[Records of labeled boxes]
************

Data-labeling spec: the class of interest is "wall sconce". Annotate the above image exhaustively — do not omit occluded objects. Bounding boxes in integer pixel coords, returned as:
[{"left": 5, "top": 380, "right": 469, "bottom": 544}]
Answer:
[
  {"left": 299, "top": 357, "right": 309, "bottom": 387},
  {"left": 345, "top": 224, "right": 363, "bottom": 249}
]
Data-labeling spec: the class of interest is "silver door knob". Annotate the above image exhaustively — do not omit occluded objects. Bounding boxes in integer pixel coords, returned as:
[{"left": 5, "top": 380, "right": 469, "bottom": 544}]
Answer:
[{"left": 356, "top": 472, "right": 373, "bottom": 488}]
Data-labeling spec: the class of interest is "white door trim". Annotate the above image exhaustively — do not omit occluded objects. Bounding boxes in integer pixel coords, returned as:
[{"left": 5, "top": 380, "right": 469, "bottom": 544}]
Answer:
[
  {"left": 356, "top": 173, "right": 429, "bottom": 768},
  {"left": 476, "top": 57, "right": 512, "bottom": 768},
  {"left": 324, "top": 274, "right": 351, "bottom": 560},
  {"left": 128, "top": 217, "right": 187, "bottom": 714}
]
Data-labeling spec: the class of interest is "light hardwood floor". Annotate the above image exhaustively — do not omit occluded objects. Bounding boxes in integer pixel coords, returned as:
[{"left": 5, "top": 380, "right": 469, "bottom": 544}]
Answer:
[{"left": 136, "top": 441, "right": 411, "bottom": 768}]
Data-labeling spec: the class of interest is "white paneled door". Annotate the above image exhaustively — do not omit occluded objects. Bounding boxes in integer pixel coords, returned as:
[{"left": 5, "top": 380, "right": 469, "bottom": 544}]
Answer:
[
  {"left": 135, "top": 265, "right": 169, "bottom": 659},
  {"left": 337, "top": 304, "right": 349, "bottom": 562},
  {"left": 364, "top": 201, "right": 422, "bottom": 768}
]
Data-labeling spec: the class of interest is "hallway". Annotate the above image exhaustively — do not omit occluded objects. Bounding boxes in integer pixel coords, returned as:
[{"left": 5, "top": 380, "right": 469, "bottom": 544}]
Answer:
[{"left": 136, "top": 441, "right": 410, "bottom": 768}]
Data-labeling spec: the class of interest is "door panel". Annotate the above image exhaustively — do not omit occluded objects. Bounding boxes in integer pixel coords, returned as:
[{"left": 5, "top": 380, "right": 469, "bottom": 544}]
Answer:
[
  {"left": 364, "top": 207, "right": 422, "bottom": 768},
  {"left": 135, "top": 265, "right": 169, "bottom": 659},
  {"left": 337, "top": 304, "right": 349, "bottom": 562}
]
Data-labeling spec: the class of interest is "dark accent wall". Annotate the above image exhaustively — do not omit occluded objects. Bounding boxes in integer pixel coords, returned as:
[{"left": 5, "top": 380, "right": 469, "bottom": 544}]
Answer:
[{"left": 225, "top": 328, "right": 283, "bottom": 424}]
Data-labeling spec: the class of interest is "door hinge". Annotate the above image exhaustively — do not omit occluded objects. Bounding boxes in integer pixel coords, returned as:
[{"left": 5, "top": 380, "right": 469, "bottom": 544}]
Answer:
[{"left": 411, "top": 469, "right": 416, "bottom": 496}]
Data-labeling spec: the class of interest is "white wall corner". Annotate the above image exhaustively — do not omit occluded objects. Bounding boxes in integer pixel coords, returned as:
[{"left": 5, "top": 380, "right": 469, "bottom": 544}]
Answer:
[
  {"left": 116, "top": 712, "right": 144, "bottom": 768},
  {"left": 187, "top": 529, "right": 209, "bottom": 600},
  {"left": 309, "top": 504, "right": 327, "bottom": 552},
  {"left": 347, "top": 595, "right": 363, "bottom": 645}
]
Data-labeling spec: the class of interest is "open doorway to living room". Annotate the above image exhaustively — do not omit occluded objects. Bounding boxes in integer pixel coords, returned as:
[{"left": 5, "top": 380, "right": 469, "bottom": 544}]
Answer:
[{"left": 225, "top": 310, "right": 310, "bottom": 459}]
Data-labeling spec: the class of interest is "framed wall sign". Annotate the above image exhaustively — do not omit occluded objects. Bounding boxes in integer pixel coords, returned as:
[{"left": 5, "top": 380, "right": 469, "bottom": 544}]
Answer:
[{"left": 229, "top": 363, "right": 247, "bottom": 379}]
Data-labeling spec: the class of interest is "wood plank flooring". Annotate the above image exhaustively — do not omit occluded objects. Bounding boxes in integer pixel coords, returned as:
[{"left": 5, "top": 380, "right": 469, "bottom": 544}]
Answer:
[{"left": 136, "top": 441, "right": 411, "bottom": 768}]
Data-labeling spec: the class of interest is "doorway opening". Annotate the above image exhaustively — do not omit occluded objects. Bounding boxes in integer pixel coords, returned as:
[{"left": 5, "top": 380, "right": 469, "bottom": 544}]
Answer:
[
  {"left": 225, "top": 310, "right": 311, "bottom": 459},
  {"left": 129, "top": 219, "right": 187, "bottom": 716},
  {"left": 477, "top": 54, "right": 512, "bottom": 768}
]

************

Find every line in the records that contains the word "room" with the same capitalization, and copy each of those lines.

▶ WRITTEN SOLUTION:
Data-labeling spec: the class of interest is "open doorway to living room". Annotate the above image exhaustively — do not omit occluded objects. Bounding boxes in integer pixel coords, returned as:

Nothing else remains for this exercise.